**ACTIVITY:**
I'd like an exact copy of every line from the start of the entries below through the line containing "box: [242, 198, 261, 227]", please.
★ ★ ★ ★ ★
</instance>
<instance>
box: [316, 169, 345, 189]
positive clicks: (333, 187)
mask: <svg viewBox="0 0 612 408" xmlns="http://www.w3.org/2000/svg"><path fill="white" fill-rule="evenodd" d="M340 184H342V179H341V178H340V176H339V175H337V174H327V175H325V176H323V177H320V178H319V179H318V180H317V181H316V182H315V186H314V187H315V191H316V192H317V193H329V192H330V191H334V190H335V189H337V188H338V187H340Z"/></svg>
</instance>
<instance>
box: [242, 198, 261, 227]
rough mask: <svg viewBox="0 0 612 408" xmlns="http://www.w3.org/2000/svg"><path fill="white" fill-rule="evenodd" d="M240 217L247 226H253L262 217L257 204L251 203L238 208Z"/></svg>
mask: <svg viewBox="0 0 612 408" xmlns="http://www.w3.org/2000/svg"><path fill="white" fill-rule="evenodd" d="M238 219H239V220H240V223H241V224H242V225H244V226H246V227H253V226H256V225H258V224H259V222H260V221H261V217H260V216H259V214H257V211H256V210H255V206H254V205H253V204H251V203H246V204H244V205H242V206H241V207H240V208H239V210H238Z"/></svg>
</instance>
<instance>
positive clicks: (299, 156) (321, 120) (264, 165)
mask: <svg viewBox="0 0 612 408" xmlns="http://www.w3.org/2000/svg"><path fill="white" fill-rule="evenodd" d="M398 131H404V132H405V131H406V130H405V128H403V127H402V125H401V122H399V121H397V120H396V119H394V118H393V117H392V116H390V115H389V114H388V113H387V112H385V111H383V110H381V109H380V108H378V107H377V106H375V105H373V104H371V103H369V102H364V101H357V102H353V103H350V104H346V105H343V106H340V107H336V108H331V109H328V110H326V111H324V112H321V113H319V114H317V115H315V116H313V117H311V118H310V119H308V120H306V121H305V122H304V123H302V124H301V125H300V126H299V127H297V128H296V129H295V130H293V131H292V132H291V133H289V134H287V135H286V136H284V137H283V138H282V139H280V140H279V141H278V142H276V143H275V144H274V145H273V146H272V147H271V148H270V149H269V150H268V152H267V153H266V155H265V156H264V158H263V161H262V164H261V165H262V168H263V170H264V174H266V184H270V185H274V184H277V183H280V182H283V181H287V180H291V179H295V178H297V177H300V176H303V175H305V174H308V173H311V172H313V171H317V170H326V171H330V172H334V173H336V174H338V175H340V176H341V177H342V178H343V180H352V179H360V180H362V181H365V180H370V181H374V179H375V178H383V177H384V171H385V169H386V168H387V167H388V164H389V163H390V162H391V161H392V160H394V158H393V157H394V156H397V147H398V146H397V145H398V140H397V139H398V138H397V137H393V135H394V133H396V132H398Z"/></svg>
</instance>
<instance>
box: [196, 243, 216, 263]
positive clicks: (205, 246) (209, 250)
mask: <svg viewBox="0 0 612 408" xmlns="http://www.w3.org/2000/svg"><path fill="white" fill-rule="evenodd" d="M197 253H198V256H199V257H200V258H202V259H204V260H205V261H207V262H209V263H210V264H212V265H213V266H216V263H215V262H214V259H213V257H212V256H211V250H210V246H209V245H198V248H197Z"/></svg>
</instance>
★ ★ ★ ★ ★
**EXERCISE RESPONSE:**
</instance>
<instance>
box: [316, 169, 345, 189]
positive clicks: (333, 187)
mask: <svg viewBox="0 0 612 408" xmlns="http://www.w3.org/2000/svg"><path fill="white" fill-rule="evenodd" d="M340 184H342V179H341V178H340V176H339V175H337V174H327V175H325V176H323V177H320V178H319V179H318V180H317V181H316V182H315V186H314V187H315V191H316V192H317V193H329V192H330V191H334V190H335V189H337V188H338V187H340Z"/></svg>
</instance>
<instance>
box: [242, 198, 261, 227]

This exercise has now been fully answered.